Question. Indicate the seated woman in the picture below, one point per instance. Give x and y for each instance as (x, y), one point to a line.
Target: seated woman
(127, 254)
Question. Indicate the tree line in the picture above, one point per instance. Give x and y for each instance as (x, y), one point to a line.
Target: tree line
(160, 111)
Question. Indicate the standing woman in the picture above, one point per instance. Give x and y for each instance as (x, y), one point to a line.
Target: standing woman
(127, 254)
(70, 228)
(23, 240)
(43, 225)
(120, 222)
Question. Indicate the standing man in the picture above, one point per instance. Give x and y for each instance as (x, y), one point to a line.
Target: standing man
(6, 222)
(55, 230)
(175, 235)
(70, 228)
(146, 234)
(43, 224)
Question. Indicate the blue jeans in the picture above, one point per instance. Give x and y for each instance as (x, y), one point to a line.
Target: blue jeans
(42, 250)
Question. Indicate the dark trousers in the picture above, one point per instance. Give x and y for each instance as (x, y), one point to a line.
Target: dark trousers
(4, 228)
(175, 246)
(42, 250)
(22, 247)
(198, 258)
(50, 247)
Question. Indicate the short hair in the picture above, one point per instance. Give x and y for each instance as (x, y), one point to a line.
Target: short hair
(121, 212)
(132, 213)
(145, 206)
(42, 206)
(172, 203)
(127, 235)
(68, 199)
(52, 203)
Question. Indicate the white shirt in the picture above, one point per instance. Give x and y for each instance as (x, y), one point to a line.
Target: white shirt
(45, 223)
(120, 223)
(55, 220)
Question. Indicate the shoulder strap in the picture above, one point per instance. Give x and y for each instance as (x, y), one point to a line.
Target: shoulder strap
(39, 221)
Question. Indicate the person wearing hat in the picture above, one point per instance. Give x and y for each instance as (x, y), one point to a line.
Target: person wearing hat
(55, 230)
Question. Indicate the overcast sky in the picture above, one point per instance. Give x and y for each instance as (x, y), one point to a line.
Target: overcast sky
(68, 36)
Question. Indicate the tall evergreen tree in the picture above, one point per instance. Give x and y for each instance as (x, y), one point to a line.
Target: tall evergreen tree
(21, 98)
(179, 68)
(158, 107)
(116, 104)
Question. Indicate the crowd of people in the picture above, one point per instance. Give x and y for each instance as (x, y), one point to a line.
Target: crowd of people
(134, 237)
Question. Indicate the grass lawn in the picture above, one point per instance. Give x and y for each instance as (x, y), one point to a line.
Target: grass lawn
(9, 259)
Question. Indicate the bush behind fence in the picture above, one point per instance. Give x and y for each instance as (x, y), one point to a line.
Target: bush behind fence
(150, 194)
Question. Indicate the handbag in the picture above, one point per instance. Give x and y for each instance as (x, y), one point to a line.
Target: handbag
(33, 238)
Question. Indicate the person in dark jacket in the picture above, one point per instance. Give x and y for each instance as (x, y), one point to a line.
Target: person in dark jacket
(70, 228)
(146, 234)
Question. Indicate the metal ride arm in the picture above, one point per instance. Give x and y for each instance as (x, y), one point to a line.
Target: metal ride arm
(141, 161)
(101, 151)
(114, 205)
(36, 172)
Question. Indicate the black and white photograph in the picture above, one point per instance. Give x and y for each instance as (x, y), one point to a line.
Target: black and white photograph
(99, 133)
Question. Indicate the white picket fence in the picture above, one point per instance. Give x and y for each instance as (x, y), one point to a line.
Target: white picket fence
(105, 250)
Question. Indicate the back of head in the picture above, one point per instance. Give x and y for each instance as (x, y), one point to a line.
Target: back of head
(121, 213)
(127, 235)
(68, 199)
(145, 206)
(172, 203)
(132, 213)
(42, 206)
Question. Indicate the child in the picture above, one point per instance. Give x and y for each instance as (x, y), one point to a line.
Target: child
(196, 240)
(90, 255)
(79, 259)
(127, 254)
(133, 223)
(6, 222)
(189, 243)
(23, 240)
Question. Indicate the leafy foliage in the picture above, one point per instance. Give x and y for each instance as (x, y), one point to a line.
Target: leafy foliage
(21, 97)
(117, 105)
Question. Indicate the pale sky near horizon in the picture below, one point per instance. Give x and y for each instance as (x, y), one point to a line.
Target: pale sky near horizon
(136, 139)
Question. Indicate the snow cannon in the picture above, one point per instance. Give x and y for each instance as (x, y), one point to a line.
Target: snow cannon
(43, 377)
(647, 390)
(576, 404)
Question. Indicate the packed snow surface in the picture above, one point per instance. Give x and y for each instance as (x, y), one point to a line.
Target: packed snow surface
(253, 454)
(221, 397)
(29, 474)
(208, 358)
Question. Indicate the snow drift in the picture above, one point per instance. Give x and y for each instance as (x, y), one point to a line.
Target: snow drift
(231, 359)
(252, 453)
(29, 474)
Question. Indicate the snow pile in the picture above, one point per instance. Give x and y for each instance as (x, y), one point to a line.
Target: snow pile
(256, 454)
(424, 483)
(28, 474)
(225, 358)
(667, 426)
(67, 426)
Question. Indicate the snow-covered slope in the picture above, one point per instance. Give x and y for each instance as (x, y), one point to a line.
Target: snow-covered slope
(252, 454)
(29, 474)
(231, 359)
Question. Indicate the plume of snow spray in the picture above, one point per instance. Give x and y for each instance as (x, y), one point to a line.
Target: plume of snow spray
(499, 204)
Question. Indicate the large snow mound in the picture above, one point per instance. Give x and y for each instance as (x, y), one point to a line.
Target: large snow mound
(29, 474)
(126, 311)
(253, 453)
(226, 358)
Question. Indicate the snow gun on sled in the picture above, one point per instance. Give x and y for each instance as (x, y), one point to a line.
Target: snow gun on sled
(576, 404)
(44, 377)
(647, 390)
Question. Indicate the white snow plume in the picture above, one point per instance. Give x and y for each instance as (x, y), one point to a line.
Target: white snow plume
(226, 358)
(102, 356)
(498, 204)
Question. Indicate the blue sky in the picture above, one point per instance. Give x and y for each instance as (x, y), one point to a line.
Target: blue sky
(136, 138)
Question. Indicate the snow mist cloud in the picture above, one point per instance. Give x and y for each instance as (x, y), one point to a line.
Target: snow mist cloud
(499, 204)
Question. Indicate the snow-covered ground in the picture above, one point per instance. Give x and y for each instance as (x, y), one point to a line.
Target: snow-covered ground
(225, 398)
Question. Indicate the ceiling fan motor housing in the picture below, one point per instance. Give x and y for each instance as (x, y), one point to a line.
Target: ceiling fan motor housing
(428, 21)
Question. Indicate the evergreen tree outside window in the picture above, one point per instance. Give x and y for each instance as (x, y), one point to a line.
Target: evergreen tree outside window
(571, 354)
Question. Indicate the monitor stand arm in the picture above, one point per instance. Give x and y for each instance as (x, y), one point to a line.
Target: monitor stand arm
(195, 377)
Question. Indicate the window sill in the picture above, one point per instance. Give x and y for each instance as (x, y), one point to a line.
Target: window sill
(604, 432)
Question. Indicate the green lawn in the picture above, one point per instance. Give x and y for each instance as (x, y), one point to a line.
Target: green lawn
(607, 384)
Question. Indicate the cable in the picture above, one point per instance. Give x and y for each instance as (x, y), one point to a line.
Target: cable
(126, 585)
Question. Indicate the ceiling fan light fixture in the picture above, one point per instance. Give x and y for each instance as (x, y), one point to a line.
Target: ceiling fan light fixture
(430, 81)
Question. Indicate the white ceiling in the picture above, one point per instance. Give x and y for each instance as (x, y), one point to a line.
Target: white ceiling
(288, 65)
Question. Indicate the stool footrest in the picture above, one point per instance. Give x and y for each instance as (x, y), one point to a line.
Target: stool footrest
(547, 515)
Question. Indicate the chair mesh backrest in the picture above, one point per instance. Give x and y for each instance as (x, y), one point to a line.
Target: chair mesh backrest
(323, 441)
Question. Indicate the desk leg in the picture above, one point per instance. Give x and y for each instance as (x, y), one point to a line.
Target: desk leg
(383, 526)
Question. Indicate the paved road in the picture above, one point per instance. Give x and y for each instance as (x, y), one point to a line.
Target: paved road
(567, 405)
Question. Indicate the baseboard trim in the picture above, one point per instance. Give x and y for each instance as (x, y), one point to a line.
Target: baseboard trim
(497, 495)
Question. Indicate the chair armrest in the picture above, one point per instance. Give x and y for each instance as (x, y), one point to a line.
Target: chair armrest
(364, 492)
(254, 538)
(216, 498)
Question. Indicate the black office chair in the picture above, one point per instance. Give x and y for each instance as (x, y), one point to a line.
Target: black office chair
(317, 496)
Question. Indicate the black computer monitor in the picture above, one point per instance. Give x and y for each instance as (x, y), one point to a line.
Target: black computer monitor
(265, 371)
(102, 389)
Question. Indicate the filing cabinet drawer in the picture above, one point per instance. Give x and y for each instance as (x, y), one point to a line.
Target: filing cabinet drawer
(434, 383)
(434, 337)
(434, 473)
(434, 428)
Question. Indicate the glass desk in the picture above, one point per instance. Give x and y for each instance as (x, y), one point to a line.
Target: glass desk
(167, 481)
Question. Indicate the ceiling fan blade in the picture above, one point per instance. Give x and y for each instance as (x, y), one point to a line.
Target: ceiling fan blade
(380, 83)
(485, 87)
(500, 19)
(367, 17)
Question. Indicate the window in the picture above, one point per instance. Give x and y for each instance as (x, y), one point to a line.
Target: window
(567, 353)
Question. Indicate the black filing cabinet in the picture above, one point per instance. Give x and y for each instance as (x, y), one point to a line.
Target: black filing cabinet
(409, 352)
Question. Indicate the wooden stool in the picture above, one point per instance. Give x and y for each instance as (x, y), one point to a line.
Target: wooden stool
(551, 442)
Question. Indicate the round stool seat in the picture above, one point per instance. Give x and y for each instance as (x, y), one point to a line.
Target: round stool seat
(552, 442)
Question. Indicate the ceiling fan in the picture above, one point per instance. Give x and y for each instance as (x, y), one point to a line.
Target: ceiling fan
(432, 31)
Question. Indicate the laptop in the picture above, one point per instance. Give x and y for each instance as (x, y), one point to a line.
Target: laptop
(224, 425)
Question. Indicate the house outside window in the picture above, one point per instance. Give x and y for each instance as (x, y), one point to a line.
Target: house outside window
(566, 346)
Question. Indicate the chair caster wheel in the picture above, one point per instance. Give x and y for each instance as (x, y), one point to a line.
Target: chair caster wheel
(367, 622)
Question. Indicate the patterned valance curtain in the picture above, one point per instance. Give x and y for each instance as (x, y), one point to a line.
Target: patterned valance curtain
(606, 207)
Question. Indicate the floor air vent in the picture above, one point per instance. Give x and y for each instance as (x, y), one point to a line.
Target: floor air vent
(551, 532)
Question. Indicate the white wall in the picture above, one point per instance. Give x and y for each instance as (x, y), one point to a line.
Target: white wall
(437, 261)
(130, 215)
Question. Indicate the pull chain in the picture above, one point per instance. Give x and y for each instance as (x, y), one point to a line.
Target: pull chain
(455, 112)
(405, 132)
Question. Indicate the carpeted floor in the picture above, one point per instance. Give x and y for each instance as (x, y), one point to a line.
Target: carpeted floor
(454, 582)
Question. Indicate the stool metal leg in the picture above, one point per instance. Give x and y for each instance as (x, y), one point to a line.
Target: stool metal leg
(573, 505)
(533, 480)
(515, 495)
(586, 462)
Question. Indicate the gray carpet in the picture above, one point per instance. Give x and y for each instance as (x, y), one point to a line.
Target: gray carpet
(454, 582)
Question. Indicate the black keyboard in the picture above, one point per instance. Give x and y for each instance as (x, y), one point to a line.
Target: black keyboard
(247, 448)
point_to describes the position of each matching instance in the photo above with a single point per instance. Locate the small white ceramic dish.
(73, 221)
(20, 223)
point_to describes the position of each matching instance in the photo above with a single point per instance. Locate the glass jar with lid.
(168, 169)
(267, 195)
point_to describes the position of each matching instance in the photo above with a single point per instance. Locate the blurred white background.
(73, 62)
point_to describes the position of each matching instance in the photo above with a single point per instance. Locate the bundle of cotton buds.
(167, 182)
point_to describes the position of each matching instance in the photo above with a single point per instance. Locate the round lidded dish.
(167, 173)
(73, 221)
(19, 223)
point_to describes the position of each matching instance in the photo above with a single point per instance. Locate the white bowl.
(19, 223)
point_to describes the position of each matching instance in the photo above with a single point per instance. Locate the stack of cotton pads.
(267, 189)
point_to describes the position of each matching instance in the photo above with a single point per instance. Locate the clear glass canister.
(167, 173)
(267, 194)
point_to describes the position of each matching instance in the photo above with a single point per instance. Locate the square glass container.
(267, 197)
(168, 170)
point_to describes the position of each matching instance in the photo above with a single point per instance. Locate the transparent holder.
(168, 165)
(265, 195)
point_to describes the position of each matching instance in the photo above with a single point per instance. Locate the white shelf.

+ + + + +

→ WORK TO BE COMPLETED: Filter the data for the string "below" and copy every line that has it.

→ EXERCISE OUTPUT:
Question. Indicate the seated woman in the picture below, one point per instance. Give x and y for each instance as (x, y), one point to a line.
Question. Indicate the pale sky near horizon in the picture below, one point per instance. Give x and y for each instance as (x, y), one point to a line.
Question. Indicate the ceiling fan motor housing in the picture below, one point per instance. Give x and y for each instance as (x, y), one point to a line.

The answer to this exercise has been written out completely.